#### How to complete this task:
Copy all entries exactly.

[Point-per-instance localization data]
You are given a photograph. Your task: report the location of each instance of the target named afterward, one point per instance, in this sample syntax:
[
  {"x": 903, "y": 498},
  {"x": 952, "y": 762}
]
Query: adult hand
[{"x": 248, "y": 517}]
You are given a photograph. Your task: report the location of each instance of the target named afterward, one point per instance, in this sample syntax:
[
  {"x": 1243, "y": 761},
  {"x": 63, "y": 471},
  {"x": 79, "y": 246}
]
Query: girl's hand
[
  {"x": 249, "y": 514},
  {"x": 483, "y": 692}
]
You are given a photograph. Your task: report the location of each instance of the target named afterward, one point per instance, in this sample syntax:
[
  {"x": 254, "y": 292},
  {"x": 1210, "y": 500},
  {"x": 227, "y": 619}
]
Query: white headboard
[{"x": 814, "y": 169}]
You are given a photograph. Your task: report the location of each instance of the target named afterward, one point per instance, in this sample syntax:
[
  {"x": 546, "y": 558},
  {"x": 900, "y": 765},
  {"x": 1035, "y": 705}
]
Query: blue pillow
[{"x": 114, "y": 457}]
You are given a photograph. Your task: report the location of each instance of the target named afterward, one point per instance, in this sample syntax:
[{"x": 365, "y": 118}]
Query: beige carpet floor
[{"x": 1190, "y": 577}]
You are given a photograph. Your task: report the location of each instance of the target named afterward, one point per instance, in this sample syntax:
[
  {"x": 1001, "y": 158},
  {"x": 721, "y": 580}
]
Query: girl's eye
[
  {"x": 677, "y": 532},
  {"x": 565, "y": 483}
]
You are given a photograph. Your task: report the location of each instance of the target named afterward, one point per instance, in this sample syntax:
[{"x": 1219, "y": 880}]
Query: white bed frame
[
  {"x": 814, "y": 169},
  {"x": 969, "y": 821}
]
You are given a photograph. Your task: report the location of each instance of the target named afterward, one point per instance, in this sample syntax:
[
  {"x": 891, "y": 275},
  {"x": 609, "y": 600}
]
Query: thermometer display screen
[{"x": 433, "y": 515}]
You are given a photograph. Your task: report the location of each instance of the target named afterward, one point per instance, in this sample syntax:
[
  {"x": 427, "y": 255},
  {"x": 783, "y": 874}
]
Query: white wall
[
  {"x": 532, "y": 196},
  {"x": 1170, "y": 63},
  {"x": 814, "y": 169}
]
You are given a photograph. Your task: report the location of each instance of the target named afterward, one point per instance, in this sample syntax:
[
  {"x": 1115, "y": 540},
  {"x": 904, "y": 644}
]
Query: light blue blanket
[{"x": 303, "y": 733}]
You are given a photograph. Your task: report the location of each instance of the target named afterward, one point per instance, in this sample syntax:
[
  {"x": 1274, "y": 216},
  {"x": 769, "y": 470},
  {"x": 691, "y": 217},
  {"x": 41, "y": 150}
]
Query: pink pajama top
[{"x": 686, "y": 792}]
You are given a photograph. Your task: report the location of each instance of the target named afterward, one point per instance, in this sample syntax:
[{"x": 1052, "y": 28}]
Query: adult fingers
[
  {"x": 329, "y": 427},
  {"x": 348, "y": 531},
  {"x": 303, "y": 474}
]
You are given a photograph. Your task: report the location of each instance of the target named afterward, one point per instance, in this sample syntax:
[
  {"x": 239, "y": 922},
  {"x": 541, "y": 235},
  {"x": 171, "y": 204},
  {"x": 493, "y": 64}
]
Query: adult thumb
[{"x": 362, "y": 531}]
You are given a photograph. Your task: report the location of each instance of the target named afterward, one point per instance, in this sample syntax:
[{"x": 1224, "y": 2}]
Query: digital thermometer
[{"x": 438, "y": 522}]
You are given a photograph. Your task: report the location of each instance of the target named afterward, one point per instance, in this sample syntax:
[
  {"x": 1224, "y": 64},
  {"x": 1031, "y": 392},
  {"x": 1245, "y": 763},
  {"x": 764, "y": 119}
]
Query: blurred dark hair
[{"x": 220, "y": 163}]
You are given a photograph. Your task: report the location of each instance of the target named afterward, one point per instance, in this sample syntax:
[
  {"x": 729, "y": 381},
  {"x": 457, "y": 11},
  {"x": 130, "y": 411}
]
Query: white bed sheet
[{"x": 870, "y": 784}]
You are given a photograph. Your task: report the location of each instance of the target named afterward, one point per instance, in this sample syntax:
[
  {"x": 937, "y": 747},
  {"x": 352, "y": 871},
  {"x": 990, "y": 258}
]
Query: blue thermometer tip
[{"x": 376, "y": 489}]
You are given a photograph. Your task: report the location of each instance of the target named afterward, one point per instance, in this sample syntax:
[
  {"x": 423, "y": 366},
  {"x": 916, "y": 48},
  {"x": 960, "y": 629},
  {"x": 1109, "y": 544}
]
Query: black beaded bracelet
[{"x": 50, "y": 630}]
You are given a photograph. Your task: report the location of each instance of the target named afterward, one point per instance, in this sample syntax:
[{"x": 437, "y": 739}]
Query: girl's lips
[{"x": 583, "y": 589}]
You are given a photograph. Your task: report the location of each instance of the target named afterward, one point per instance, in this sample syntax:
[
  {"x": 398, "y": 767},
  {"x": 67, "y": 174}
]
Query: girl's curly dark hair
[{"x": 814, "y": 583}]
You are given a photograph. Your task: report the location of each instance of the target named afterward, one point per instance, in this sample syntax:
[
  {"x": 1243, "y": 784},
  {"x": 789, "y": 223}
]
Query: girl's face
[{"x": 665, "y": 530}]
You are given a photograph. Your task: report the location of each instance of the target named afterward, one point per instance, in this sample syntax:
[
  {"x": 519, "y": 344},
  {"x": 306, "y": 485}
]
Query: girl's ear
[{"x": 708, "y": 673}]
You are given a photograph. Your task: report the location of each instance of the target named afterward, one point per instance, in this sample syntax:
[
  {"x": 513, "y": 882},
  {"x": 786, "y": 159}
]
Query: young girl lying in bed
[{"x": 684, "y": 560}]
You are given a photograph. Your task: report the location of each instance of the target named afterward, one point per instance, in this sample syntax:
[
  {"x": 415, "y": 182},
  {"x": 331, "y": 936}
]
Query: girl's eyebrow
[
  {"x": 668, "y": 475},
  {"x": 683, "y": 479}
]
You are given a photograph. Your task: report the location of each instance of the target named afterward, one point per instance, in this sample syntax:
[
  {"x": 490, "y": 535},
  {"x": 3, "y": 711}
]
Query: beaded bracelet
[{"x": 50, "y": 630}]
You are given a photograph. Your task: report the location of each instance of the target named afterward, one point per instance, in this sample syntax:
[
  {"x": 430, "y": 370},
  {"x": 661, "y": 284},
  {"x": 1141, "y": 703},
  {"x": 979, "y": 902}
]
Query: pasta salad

#### Exercise result:
You are given a photograph. Your task: report the location of each instance of the target named afterward, one point per instance, in this sample syntax:
[
  {"x": 903, "y": 498},
  {"x": 952, "y": 762}
]
Query: adult hand
[{"x": 248, "y": 517}]
You are given a photograph. Your task: report the location of each instance of the target named afterward, one point per instance, in this sample syntax:
[
  {"x": 1243, "y": 761},
  {"x": 63, "y": 471},
  {"x": 79, "y": 246}
]
Query: girl's hand
[
  {"x": 249, "y": 514},
  {"x": 483, "y": 692}
]
You are given a photograph. Your task: report the location of each instance of the target named afterward, one point per instance, in this sample syntax:
[
  {"x": 254, "y": 292},
  {"x": 1210, "y": 500},
  {"x": 227, "y": 619}
]
Query: white headboard
[{"x": 814, "y": 169}]
You are given a photograph. Your task: report the location of each instance of the target named afterward, one point per instance, in this sample syntax:
[
  {"x": 546, "y": 558},
  {"x": 900, "y": 765},
  {"x": 1035, "y": 705}
]
Query: blue pillow
[{"x": 114, "y": 457}]
You are given a photograph. Your task: report the location of each instance of the target named afterward, one point per instance, in this sample syntax:
[{"x": 365, "y": 118}]
Query: beige carpet floor
[{"x": 1190, "y": 577}]
You are given a photograph. Your task: report the location of each instance of the target named afterward, one point per instance, in this sample syntax:
[
  {"x": 1001, "y": 158},
  {"x": 721, "y": 580}
]
Query: girl's eye
[
  {"x": 677, "y": 532},
  {"x": 565, "y": 483}
]
You are given a photograph. Your task: report the location of each instance of the target named afterward, one point per instance, in this sample syntax:
[{"x": 1219, "y": 880}]
Query: white bed frame
[
  {"x": 814, "y": 169},
  {"x": 969, "y": 821}
]
You are given a photograph. Your task: report the location of each instance of the target named afterward, one point per instance, in this sample syntax:
[
  {"x": 891, "y": 275},
  {"x": 609, "y": 600}
]
Query: thermometer display screen
[{"x": 433, "y": 515}]
You are given a photograph. Your task: report the location of each instance of the target named afterward, one point per instance, in this sample syntax:
[
  {"x": 427, "y": 255},
  {"x": 783, "y": 874}
]
Query: white wall
[
  {"x": 532, "y": 196},
  {"x": 1170, "y": 63},
  {"x": 814, "y": 169}
]
You are given a photograph. Your task: report the location of each instance of the target named afterward, one point per instance, in this sample syntax:
[
  {"x": 1115, "y": 540},
  {"x": 904, "y": 644}
]
Query: light blue blanket
[{"x": 303, "y": 733}]
You are given a photograph. Your task: report the location of each instance of the target named afterward, one point per instance, in this sample syntax:
[
  {"x": 1274, "y": 216},
  {"x": 769, "y": 470},
  {"x": 691, "y": 217},
  {"x": 41, "y": 150}
]
Query: pink pajama top
[{"x": 686, "y": 792}]
You are given a photograph. Your task: report the location of each instance of the target named afterward, one point per instance, in this sample syntax:
[{"x": 1052, "y": 28}]
Query: adult fingers
[
  {"x": 329, "y": 427},
  {"x": 348, "y": 531},
  {"x": 303, "y": 474}
]
You are given a photograph. Your task: report the location of each instance of the target named afterward, one point per instance, in this sample syntax:
[
  {"x": 239, "y": 922},
  {"x": 541, "y": 235},
  {"x": 171, "y": 204},
  {"x": 493, "y": 64}
]
Query: adult thumb
[{"x": 362, "y": 531}]
You are given a photograph. Your task: report the location of each instance of the target named afterward, one point per instance, in this sample syntax:
[{"x": 1224, "y": 2}]
Query: digital thermometer
[{"x": 438, "y": 522}]
You are given a photograph. Your task: report the location of each instance of the target named afterward, one point per instance, in this sample syntax:
[
  {"x": 1224, "y": 64},
  {"x": 1031, "y": 392},
  {"x": 1245, "y": 763},
  {"x": 764, "y": 119}
]
Query: blurred dark hair
[{"x": 220, "y": 163}]
You are given a photograph. Your task: report the location of each instance of the target named afterward, one point per instance, in this sample syntax:
[
  {"x": 729, "y": 381},
  {"x": 457, "y": 11},
  {"x": 130, "y": 411}
]
Query: white bed sheet
[{"x": 870, "y": 784}]
You are given a photograph. Your task: report the location of each instance of the target named afterward, one point per instance, in this sample syntax:
[
  {"x": 937, "y": 747},
  {"x": 352, "y": 871},
  {"x": 990, "y": 258}
]
Query: blue thermometer tip
[{"x": 376, "y": 489}]
You are given a photograph. Your task: report the location of each instance of the target named afterward, one point per instance, in this sample syntax:
[
  {"x": 423, "y": 366},
  {"x": 916, "y": 48},
  {"x": 960, "y": 629},
  {"x": 1109, "y": 544}
]
Query: black beaded bracelet
[{"x": 50, "y": 630}]
You are given a photograph. Your task: report the location of each instance of the target named afterward, one point per instance, in this sample syntax:
[{"x": 437, "y": 739}]
Query: girl's lips
[{"x": 583, "y": 589}]
You are given a photograph. Your task: report the location of each instance of the target named afterward, one point per instance, in this sample syntax:
[
  {"x": 398, "y": 767},
  {"x": 67, "y": 174}
]
Query: girl's curly dark hair
[{"x": 814, "y": 583}]
You are given a photograph. Your task: report the location of each instance of the target named afterward, one point per instance, in this sample syntax:
[
  {"x": 1243, "y": 784},
  {"x": 789, "y": 223}
]
Query: girl's face
[{"x": 665, "y": 530}]
You are given a photograph. Your task: report the location of each instance of the target named afterward, one point per instance, in this sample syntax:
[
  {"x": 519, "y": 344},
  {"x": 306, "y": 485}
]
Query: girl's ear
[{"x": 708, "y": 673}]
You are given a photograph. Your task: report the location of each instance of the target named afterward, one point per instance, in this sample syntax:
[
  {"x": 513, "y": 882},
  {"x": 786, "y": 159}
]
Query: young girl lying in bed
[{"x": 684, "y": 560}]
You are given a photograph. Your task: report the location of each instance of the target named afterward, one point per instance, in this sample syntax:
[
  {"x": 415, "y": 182},
  {"x": 331, "y": 936}
]
Query: girl's eyebrow
[
  {"x": 668, "y": 475},
  {"x": 683, "y": 479}
]
You are given a photograph. Your task: report the location of each instance of the target named afterward, one point per instance, in this sample syntax:
[
  {"x": 490, "y": 535},
  {"x": 3, "y": 711}
]
Query: beaded bracelet
[{"x": 50, "y": 630}]
You are given a photograph. Your task: report the location of each instance of the target named afterward, one point per instance, in this sample syntax:
[
  {"x": 430, "y": 370},
  {"x": 661, "y": 284},
  {"x": 1141, "y": 703},
  {"x": 979, "y": 902}
]
Query: pasta salad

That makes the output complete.